* Begin Extracted material *
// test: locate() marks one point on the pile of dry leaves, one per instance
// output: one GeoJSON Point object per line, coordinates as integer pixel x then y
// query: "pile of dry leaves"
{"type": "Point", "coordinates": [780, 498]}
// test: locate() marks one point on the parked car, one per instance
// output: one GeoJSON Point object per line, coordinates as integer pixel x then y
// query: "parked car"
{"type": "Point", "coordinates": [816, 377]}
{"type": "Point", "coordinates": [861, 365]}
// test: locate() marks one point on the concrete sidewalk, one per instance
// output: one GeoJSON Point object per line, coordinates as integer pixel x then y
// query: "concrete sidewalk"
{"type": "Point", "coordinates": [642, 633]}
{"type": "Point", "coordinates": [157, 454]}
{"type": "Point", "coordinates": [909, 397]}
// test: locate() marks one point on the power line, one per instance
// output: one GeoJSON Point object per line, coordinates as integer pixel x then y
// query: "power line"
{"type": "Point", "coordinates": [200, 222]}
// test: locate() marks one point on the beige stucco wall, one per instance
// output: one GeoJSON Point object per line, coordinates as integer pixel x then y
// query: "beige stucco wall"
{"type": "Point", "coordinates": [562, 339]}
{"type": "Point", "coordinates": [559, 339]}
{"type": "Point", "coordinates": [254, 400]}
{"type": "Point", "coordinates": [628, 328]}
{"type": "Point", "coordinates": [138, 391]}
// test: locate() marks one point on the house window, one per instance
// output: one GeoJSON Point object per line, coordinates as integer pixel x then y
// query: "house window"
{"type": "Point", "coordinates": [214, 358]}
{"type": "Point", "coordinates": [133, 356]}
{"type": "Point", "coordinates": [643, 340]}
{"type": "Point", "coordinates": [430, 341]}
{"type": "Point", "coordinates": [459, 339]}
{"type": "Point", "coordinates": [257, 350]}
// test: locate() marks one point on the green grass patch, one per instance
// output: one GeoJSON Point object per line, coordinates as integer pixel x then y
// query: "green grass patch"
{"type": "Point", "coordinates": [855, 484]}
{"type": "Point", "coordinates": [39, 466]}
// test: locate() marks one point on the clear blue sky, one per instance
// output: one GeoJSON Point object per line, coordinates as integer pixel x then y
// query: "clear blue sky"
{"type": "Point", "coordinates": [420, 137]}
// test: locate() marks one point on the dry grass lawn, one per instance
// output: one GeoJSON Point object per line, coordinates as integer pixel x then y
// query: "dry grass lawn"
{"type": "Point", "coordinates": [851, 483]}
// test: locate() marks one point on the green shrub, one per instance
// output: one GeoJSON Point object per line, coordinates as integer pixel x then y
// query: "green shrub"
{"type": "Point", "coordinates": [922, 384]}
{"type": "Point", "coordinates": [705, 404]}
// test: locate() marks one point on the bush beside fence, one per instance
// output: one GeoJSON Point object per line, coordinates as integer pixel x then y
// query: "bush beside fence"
* End Extracted material *
* [Written task]: Go through the records and print each one exactly.

* [The completed task]:
// test: locate() marks one point on the pile of dry leaves, one per instance
// output: one GeoJSON Point object per line, coordinates as integer pixel x then y
// query: "pile of dry leaves"
{"type": "Point", "coordinates": [780, 498]}
// test: locate() marks one point on the parked car, one per instance
// output: one GeoJSON Point object per line, coordinates as integer pixel x then y
// query: "parked car"
{"type": "Point", "coordinates": [816, 377]}
{"type": "Point", "coordinates": [861, 365]}
// test: locate() marks one point on the concrete sidewalk, one per instance
// output: one GeoJSON Point object per line, coordinates as integer pixel x then y
// query: "concrete sidewalk"
{"type": "Point", "coordinates": [642, 633]}
{"type": "Point", "coordinates": [157, 454]}
{"type": "Point", "coordinates": [909, 397]}
// test: locate() marks one point on the power line, one per instance
// output: one GeoJSON Point object per line, coordinates as integer pixel x then y
// query: "power line"
{"type": "Point", "coordinates": [200, 222]}
// test: locate() marks one point on the beige stucco wall, one per instance
// output: one GeoJSON Point object per line, coordinates as integer pixel x then y
// query: "beige stucco wall"
{"type": "Point", "coordinates": [562, 339]}
{"type": "Point", "coordinates": [559, 339]}
{"type": "Point", "coordinates": [254, 400]}
{"type": "Point", "coordinates": [628, 328]}
{"type": "Point", "coordinates": [138, 391]}
// test: locate() marks one point on the house window, one per instance
// output: one GeoJSON Point object per line, coordinates as integer pixel x then y
// query: "house window"
{"type": "Point", "coordinates": [214, 358]}
{"type": "Point", "coordinates": [133, 356]}
{"type": "Point", "coordinates": [643, 340]}
{"type": "Point", "coordinates": [430, 341]}
{"type": "Point", "coordinates": [459, 339]}
{"type": "Point", "coordinates": [257, 350]}
// test: locate() marks one point on the green grass patch, one per instance
// output: one GeoJSON Point object per line, coordinates as integer pixel x then y
// query: "green grass patch"
{"type": "Point", "coordinates": [855, 484]}
{"type": "Point", "coordinates": [39, 466]}
// test: locate() marks one point on the clear blue sky, one per instance
// output: one GeoJSON Point object per line, coordinates as integer pixel x then y
// query: "clear blue sky"
{"type": "Point", "coordinates": [420, 137]}
// test: locate() marks one point on the dry grass lawn, one per instance
// output: one GeoJSON Point object per line, coordinates as integer pixel x then y
// query: "dry grass lawn"
{"type": "Point", "coordinates": [851, 483]}
// test: locate() marks one point on the green shrub, one per instance
// output: one GeoJSON Point object per line, coordinates as integer pixel x then y
// query: "green shrub"
{"type": "Point", "coordinates": [922, 384]}
{"type": "Point", "coordinates": [705, 404]}
// test: locate() marks one point on the bush beside fence, one per instance
// output: one GeoJSON Point object per line, coordinates as integer pixel x then y
// query: "bush beside fence"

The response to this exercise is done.